• Source document:
- - -

Akillia's Reign (Puatera Online Book 4)

Taking the day off work to surprise, Andy, with a ticket to the hottest fantasy VRMMORPG. Emma returns home to find his cheating ass in bed with her sister. Throwing them both out, Emma sits slugging back the wine they’d just shared. Drunk and devastated she almost blows his gift, but watching the adverts for the amazing fantasy world depicting monster’s mayhem and adventure. Emma keys in her name and details – Akillia-F-22 and decides to take on Puatera Online.

 

My Opinion: 349 pages, $3.99, Available on Kindle Unlimited

This novel was so frustrating I nearly pulled my hair out. At one point, I just had to put the book down and walk away or my kindle was going to get thrown across the room.

Part of my frustration may have to do with my expectations for the story. I enjoyed books 1-3 in the series with the main character,  Maddie, an AI who becomes self aware and fights to break the expectations of others, and her own programming to accomplish a goal and save the dragons and the player she cares for. I could ignore some of the lack of RPG mechanics because she was an NPC and the world she lived in was just a world to her. There were still RPG stuff happening, she got quests and rewards for completing those quests including XP and levels. In book 3, you even get to see her character sheet as she finally gets access to it and spends all the points that had accumulated since her creation.

Here, in book 4, the story is about a player Emma/Akilla. She has a bad real life break up. Her husband cheats on her on their anniversary and she uses the amazing VR gift she bought for him for herself. 6 months on an island playing a full immersion game that will feel like 2 years in-game. There’s hints that there’s also a romance thread that will develop, and it does eventually. But the story is about the MC rediscovering herself, building back up her confidence, and finding a way to be happy again (with the help of that hot dude of course). Those parts of the story are done well. The strong female lead, is also written well. She starts off feeling bad and lacks confidence but by the end of the story is leading a whole complement of warriors into battle.

- - -

• Provided records:
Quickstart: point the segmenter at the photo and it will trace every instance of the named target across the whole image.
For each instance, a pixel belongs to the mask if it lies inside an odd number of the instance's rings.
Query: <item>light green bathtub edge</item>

- - -

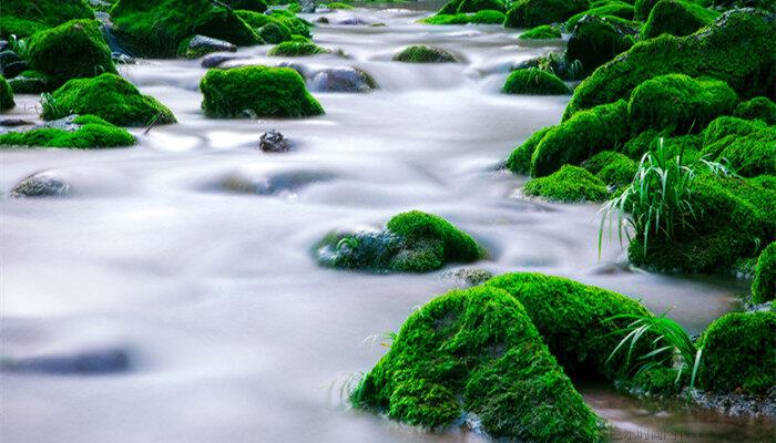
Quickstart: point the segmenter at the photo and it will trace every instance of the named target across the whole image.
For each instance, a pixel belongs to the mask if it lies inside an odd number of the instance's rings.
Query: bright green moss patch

- - -

• Task requirements: Continue the review of Akillia's Reign above, picking up after its last sentence.

• Response to the task:
Where the story is supremely frustrating is in the game mechanic department. There’s a section early in the story 10-15% mark, where a bunch of game mechanics are explained in detail. Loads of great information about how dice rolls work, actions, abilities, aspects, aptitudes, karma, and more. Lots of stuff.

Only none of that stuff really shows up in the rest of the novel. The most you get is one view of the MC’s character sheet at 47%. She spends some karma points a couple times. And there are lots of notifications in the early part of the story about her ‘discovering an action’ that really amount to a running gag. She discovers the actions: breathing, walking, jumping, and projectile vomiting. But even that aspect mostly disappears after the 30% mark.

Combat is almost non existent most of the story, with a highlight early on being the MC slowly pushing a sword through a goblin like creature’s chest as it stands there and doesn’t fight back. Combat picks up a bit in the last 10% of the story but this isn’t an action story.

The most frustrating part of the story is how forced it feels and how thing occur that just don’t make sense.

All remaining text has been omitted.